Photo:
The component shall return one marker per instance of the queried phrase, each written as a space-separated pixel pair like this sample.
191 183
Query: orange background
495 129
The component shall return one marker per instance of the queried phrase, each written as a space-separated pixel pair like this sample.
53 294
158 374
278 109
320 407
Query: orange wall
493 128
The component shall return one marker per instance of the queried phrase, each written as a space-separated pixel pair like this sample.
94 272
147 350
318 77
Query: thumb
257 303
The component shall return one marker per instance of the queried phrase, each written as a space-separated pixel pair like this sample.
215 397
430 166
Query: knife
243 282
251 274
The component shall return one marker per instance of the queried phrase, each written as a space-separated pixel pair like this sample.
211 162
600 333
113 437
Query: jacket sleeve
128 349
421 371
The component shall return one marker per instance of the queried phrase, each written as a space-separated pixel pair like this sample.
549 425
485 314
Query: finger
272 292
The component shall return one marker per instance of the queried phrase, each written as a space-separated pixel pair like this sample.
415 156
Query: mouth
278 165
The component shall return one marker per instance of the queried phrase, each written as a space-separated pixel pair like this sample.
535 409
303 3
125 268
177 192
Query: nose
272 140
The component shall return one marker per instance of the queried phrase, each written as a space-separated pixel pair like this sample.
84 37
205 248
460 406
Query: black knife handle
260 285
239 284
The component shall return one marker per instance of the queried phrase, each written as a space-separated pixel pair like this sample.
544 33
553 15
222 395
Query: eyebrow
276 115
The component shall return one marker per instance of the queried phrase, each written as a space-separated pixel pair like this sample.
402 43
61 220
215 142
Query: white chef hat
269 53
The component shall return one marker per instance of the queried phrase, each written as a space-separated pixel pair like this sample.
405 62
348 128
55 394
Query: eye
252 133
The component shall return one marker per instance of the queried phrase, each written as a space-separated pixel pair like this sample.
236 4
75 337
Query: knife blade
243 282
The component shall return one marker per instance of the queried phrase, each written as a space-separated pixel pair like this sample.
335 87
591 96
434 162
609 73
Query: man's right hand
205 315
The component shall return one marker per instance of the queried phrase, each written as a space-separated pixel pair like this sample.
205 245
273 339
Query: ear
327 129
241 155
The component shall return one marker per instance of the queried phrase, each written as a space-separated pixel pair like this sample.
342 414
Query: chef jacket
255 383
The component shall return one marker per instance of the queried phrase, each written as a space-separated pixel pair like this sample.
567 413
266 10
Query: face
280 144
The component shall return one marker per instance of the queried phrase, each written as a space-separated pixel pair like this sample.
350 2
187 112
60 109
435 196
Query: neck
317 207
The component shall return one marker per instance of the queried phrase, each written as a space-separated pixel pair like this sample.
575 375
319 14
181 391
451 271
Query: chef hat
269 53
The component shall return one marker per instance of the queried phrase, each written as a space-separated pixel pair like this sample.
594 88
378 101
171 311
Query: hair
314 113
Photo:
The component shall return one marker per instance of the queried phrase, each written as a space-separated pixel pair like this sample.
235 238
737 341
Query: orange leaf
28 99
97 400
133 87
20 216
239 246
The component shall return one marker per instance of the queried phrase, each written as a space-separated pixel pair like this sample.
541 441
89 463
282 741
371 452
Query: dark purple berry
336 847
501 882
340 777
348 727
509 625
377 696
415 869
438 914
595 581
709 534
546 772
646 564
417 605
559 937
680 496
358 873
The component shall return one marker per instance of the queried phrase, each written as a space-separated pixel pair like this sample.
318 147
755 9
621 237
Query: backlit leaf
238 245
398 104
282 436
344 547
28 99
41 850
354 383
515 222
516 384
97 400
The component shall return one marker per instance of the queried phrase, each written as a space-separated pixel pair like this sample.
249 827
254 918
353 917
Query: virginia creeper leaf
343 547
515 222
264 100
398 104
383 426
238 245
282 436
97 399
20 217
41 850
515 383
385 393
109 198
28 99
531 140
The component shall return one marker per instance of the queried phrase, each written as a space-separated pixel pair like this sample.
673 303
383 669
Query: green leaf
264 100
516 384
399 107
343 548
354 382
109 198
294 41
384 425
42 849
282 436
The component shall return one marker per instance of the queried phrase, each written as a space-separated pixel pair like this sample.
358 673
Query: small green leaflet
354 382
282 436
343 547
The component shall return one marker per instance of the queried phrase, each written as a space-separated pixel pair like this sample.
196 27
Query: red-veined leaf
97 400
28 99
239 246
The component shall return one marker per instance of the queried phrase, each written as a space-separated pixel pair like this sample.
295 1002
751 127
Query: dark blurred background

**Activity:** From the data above, output every line exactly.

**Solution below:**
Photo:
The component shall return one marker per instance of the queried phrase, each written as a space-separated pixel pair like this sample.
191 183
Query: orange background
495 129
The component shall return one marker per instance of the queried phrase, each written as a space-separated pixel pair like this sample.
53 294
158 374
278 109
320 407
Query: orange wall
493 128
The component shall return one marker per instance of the queried phrase, each written as a space-separated pixel pair like this sample.
94 272
147 350
318 77
Query: thumb
257 303
The component shall return one marker per instance of the queried phrase, each written as a space-separated pixel pair like this sample.
215 397
430 166
Query: knife
243 282
251 274
The component shall return one marker per instance of the queried phrase, each written as a space-separated pixel pair like this sample.
211 162
600 333
113 437
Query: jacket sleeve
128 349
421 371
The component shall return one marker per instance of the queried phrase, each written as a space-separated pixel pair like this sample.
549 425
485 314
Query: finger
272 292
The component shall return one marker per instance of the queried phrase, each written as a space-separated pixel pair like this sample.
415 156
Query: mouth
278 165
The component shall return one marker per instance of the queried phrase, each written as a space-separated pixel pair like this sample.
535 409
303 3
125 268
177 192
Query: nose
272 140
The component shall return one marker per instance of the queried phrase, each written as a space-separated pixel pair like this sample.
84 37
205 248
460 406
Query: black knife handle
260 285
239 284
The component shall return one marker per instance of the queried phrase, each written as a space-separated pixel pair like this sample.
544 33
553 15
222 395
Query: eyebrow
276 115
The component shall return one marker per instance of the queried phrase, each written as a space-separated pixel pair like this sample.
402 43
61 220
215 142
Query: white chef hat
269 53
The component shall return one marker per instance of the queried phrase, each written as a space-separated pixel pair like this sample.
405 62
348 128
55 394
Query: eye
252 133
The component shall return one marker per instance of the queried phrase, each written as a space-separated pixel pair like this sample.
236 4
75 337
Query: knife blade
243 282
The component shall return one marker per instance of the queried phrase, each written as a space-separated pixel pair like this sample.
335 87
591 96
434 162
609 73
Query: man's right hand
205 315
The component shall return one marker per instance of the queried phrase, each written as a space-separated pixel pair like this sample.
205 245
273 339
Query: ear
327 129
241 155
The component shall return one marker per instance of the queried phrase, each written as a space-separated pixel pair like this sample.
342 414
Query: chef jacket
255 383
The component shall return one marker per instance of the queried phrase, each written as a space-separated pixel pair like this sample.
567 413
266 10
Query: face
280 144
The component shall return one marker per instance of the queried phrase, each written as a space-separated pixel pair like this sample.
350 2
187 112
60 109
435 196
Query: neck
317 207
The component shall return one marker per instance of the queried phrase, each written as a space-separated pixel pair like this sample.
575 375
319 14
181 391
451 271
Query: chef hat
269 53
The component shall return one marker per instance of the queried phrase, each written as a space-separated pixel pair like this sample.
594 88
378 101
171 311
Query: hair
314 113
Photo:
The component shall return one marker per instance of the queried phrase, each written as a space-separated pixel pair like this sample.
235 238
737 341
Query: orange leaf
28 99
97 400
133 87
20 216
239 246
The component shall return one marker per instance of the queried phrase, each written as a space-separated pixel pair like this sample.
541 441
89 463
282 741
371 452
Query: dark purple berry
336 847
501 882
340 777
348 727
509 625
377 696
415 869
438 914
595 581
709 534
546 772
646 564
417 605
559 937
680 496
358 873
The component shall return one marker per instance of the queried phrase, each written as a space-separated pixel pair like this sample.
318 147
755 9
621 237
Query: backlit leaf
238 245
398 104
282 436
344 547
28 99
41 850
354 383
515 222
516 384
97 400
The component shall return one marker per instance of the queried phrase, each written as a space-separated pixel pair like this sample.
249 827
254 918
353 917
Query: virginia creeper leaf
343 547
515 222
264 100
398 104
383 426
238 245
282 436
97 399
20 217
41 850
515 383
385 393
109 198
28 99
531 140
The component shall return one marker per instance of the queried phrase, each written as a space-separated pixel pair like this sample.
673 303
383 669
Query: green leaf
264 100
516 384
399 107
343 548
354 382
109 198
294 41
384 425
42 849
282 436
The component shall return one marker per instance of the queried phrase, each written as a space-separated pixel pair like this sample.
358 673
Query: small green leaflet
354 382
282 436
343 547
The component shall return one marker per instance of the queried phrase, each written as a space-separated pixel pair like this sample.
196 27
Query: red-veined leaf
97 400
28 99
239 246
The component shall return one marker per instance of the queried phrase, each written as a space-separated pixel pair like this sample.
295 1002
751 127
Query: dark blurred background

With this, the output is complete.